### Entries taken from a collection
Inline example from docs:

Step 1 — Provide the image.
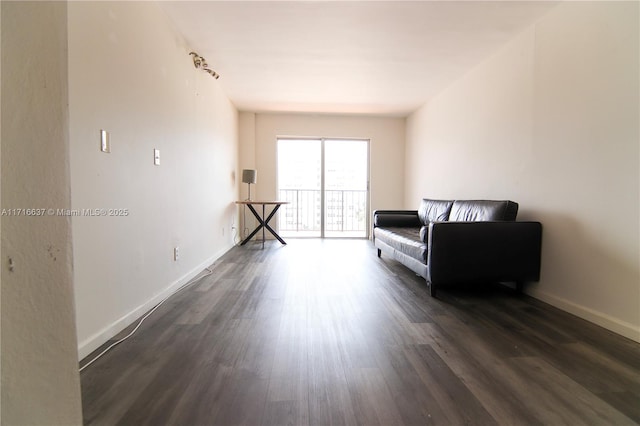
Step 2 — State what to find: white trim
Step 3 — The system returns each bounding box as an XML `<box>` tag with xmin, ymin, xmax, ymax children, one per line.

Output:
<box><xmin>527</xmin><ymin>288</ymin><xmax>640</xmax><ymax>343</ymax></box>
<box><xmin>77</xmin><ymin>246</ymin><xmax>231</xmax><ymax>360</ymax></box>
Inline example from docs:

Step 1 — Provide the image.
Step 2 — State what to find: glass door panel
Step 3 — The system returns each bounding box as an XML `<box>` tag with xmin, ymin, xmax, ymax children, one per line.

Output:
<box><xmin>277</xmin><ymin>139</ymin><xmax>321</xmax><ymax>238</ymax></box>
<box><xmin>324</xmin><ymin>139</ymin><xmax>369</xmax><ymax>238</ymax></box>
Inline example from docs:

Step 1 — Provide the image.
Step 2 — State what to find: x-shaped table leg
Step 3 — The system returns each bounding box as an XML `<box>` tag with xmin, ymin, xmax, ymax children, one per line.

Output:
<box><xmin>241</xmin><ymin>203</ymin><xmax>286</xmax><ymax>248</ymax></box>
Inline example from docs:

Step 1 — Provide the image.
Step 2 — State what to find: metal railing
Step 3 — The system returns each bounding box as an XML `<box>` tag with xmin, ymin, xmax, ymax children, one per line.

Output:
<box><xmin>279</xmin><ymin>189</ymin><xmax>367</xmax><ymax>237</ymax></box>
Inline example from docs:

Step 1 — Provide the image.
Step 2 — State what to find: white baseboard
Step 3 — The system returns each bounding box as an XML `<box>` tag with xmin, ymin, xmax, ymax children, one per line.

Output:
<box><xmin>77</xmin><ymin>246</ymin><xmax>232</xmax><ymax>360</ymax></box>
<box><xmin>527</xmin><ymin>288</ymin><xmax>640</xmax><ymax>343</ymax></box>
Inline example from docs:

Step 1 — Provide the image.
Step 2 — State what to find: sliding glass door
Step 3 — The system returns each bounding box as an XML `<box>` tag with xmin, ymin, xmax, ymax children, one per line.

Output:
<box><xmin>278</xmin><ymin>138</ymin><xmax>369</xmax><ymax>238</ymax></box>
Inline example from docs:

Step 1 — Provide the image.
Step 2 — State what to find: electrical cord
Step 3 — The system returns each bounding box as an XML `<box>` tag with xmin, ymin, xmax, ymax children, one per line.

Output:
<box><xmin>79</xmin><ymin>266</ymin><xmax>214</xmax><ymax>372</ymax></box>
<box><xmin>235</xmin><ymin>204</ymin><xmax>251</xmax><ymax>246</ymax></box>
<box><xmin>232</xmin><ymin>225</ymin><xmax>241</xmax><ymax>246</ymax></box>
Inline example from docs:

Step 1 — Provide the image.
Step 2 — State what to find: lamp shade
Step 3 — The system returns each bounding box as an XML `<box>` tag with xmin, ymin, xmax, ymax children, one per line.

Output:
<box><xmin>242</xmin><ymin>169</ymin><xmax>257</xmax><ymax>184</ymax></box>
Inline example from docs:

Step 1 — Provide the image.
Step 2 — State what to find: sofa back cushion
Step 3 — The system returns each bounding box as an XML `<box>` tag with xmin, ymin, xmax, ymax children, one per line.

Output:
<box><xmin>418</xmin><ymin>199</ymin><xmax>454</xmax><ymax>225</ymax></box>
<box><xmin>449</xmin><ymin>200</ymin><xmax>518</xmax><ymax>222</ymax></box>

* * *

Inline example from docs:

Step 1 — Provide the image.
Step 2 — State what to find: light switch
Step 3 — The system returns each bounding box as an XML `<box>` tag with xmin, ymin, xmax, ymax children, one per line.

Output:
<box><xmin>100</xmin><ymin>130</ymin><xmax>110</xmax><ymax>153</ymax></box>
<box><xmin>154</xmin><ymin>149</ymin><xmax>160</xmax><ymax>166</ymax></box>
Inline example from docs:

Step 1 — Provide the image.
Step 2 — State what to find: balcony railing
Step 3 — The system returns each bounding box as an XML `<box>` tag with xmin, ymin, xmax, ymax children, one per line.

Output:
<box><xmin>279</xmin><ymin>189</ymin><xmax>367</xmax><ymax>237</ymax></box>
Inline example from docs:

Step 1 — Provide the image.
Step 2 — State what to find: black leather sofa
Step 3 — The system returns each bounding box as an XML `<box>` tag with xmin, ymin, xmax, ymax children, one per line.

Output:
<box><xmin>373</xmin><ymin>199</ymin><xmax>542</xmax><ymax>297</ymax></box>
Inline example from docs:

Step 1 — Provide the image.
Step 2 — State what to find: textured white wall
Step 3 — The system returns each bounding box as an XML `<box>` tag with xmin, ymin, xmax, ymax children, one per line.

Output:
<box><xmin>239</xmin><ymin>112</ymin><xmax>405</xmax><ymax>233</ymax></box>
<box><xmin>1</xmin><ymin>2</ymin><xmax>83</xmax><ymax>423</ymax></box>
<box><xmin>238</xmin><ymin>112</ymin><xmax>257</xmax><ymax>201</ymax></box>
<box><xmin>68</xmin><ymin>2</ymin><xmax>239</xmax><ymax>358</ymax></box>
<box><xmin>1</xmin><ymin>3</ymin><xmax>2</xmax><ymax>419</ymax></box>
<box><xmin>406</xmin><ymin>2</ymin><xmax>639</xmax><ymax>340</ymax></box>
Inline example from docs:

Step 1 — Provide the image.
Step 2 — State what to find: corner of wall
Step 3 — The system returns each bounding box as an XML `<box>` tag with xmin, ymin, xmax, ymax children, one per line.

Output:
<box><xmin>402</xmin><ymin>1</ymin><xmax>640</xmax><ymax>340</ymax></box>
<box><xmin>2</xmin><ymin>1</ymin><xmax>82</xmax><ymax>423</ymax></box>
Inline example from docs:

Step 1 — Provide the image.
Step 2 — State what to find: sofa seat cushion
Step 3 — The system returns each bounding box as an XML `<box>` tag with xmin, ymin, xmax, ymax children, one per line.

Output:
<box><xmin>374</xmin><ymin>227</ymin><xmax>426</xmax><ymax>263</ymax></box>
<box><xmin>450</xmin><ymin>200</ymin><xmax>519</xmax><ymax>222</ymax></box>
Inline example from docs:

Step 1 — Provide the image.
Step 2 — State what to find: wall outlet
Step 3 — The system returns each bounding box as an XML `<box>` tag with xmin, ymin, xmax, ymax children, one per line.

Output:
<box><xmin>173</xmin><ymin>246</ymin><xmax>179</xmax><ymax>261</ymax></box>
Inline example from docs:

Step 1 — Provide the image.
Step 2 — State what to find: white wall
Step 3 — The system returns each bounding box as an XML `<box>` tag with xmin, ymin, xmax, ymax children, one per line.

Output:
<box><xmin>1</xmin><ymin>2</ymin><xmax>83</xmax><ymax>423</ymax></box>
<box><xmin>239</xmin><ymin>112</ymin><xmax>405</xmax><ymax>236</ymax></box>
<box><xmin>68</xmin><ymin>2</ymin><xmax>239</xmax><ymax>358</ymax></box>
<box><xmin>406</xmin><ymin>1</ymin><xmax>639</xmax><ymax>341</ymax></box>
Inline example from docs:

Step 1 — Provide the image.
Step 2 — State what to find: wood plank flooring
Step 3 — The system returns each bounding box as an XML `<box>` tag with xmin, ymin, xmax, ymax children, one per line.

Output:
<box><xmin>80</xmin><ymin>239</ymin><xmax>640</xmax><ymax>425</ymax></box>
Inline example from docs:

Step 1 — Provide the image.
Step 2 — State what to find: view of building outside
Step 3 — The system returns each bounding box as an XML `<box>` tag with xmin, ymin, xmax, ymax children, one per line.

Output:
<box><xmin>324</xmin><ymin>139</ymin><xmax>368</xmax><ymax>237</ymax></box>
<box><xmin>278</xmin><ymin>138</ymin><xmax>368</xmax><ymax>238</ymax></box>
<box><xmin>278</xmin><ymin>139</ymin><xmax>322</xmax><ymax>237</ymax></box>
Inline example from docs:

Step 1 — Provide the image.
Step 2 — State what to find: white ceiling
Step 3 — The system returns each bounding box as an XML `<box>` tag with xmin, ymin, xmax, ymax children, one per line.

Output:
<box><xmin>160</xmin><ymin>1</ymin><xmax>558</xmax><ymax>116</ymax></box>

### Your objective
Start with the line above that contains "Step 2 — State what to find: black" and end with the line that contains "Step 2 — State what to find: white wall". Write out those lines exactly, and only those.

### Exercise solution
Step 2 — State what to find: black leather sofa
Step 3 — The system returns each bounding box as an XML `<box>` tag with xmin, ymin, xmax, ymax children, one per line.

Output:
<box><xmin>373</xmin><ymin>199</ymin><xmax>542</xmax><ymax>297</ymax></box>
Inline example from docs:

Step 1 — Provide the image.
Step 2 — State what to find: textured white wall
Step 3 — The system returns each bounding box as an XML `<box>` tag with xmin, ymin, xmax, ymax children, one per line.

Output:
<box><xmin>239</xmin><ymin>112</ymin><xmax>405</xmax><ymax>233</ymax></box>
<box><xmin>1</xmin><ymin>2</ymin><xmax>83</xmax><ymax>423</ymax></box>
<box><xmin>238</xmin><ymin>112</ymin><xmax>257</xmax><ymax>201</ymax></box>
<box><xmin>68</xmin><ymin>2</ymin><xmax>239</xmax><ymax>358</ymax></box>
<box><xmin>1</xmin><ymin>3</ymin><xmax>2</xmax><ymax>419</ymax></box>
<box><xmin>406</xmin><ymin>2</ymin><xmax>639</xmax><ymax>340</ymax></box>
Inline example from docs:

Step 1 — Provide the image.
Step 2 — State what to find: corner of wall
Step 3 — The system returns each bounding box as an XML `<box>` tag with xmin, ymin, xmax, ymax children, one per line.

Output:
<box><xmin>402</xmin><ymin>1</ymin><xmax>640</xmax><ymax>340</ymax></box>
<box><xmin>2</xmin><ymin>1</ymin><xmax>82</xmax><ymax>423</ymax></box>
Inline example from docs:

Step 1 — Provide the image.
Step 2 — State what to find: sofa seat cushion
Step 3 — The system returns each bounding box as an XML `<box>` tag with xmin, ymin, xmax, ymax children, one per line.

Output:
<box><xmin>374</xmin><ymin>227</ymin><xmax>426</xmax><ymax>263</ymax></box>
<box><xmin>450</xmin><ymin>200</ymin><xmax>519</xmax><ymax>222</ymax></box>
Inline example from docs:

Step 1 — Provide the image.
Step 2 — State what to find: wall outlet
Step 3 — The system returns each bounding box as an XML `<box>` tag with xmin, ymin, xmax, ymax children, one per line.

Output:
<box><xmin>173</xmin><ymin>246</ymin><xmax>179</xmax><ymax>261</ymax></box>
Inline example from docs:

Step 1 — Provide the image.
Step 2 — State what to find: white wall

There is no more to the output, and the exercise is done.